## Task description
Across all the records, filter for lines with the word "shirt" and copy them.

====== Data excerpts

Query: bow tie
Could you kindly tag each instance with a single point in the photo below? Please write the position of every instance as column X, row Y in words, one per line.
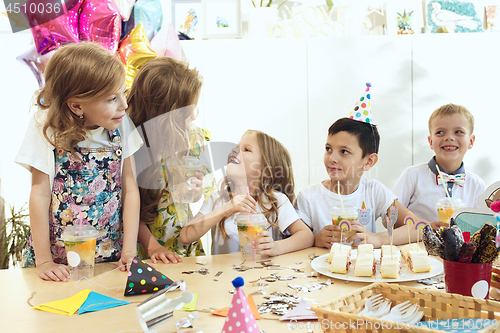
column 458, row 179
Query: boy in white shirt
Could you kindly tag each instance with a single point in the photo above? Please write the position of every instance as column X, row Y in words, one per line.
column 351, row 149
column 450, row 136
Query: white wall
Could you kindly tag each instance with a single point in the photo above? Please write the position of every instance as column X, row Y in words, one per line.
column 294, row 89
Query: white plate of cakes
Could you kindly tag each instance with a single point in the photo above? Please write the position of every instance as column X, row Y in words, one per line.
column 396, row 268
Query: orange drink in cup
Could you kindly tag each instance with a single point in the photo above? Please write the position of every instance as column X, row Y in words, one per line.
column 249, row 225
column 446, row 208
column 349, row 213
column 79, row 243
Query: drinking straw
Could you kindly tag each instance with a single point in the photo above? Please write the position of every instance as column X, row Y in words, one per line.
column 80, row 219
column 80, row 223
column 340, row 197
column 253, row 250
column 409, row 239
column 444, row 186
column 248, row 193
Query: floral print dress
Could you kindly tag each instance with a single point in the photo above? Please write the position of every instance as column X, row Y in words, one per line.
column 86, row 190
column 173, row 216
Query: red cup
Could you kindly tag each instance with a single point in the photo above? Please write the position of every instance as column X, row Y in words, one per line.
column 467, row 279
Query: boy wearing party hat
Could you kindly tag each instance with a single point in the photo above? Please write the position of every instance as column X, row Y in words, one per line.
column 450, row 136
column 351, row 149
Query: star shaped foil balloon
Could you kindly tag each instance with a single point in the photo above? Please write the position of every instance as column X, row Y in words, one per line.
column 136, row 51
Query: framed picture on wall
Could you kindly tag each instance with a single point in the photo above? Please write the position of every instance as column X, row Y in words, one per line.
column 222, row 18
column 187, row 17
column 492, row 18
column 454, row 15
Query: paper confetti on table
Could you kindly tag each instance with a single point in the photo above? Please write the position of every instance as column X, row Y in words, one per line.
column 98, row 302
column 67, row 306
column 190, row 306
column 301, row 312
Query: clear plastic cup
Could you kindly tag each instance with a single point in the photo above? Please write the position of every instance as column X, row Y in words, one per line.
column 190, row 166
column 80, row 242
column 349, row 213
column 446, row 208
column 248, row 226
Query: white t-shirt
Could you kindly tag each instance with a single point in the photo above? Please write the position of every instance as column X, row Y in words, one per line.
column 36, row 152
column 315, row 202
column 286, row 216
column 417, row 189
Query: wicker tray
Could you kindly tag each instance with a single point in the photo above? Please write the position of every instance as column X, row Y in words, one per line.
column 340, row 314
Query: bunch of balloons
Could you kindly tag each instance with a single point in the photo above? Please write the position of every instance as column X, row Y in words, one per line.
column 131, row 29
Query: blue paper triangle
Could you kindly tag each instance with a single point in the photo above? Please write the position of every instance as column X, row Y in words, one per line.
column 98, row 302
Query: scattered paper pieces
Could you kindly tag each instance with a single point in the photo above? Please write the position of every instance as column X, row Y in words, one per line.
column 191, row 306
column 301, row 312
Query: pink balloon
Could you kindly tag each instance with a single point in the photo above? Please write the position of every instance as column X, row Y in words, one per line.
column 124, row 8
column 36, row 63
column 100, row 23
column 51, row 35
column 166, row 43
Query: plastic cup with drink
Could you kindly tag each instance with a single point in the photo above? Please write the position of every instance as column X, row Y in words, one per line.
column 249, row 225
column 340, row 213
column 80, row 243
column 446, row 206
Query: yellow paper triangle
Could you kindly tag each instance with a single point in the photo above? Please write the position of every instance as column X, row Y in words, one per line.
column 67, row 306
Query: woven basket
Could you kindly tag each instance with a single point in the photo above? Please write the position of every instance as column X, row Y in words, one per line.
column 340, row 314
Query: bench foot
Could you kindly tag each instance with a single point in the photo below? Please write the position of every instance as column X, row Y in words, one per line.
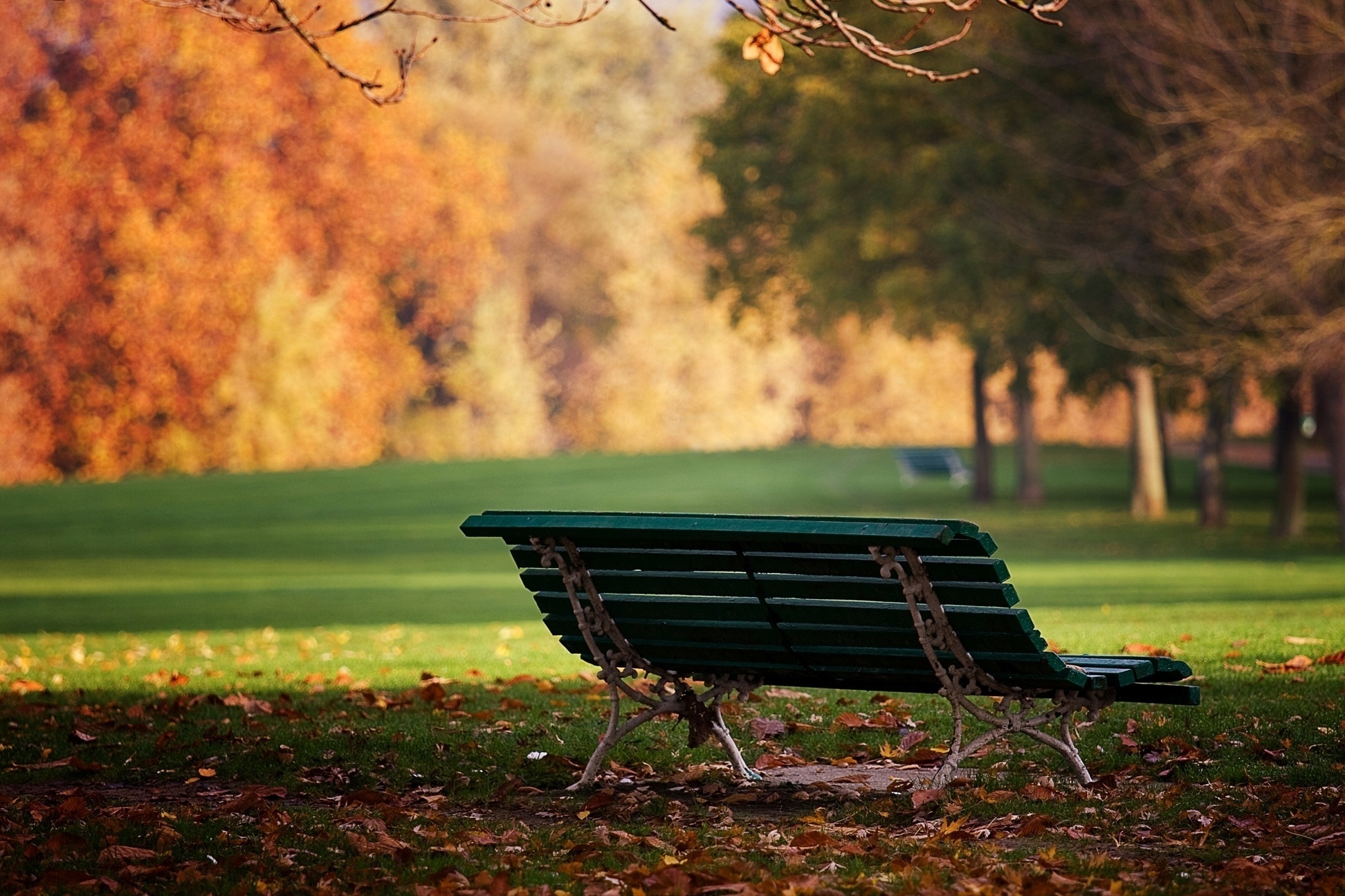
column 963, row 678
column 672, row 705
column 672, row 696
column 1030, row 726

============

## Task answer
Query: boy in white shirt
Query: white t-shirt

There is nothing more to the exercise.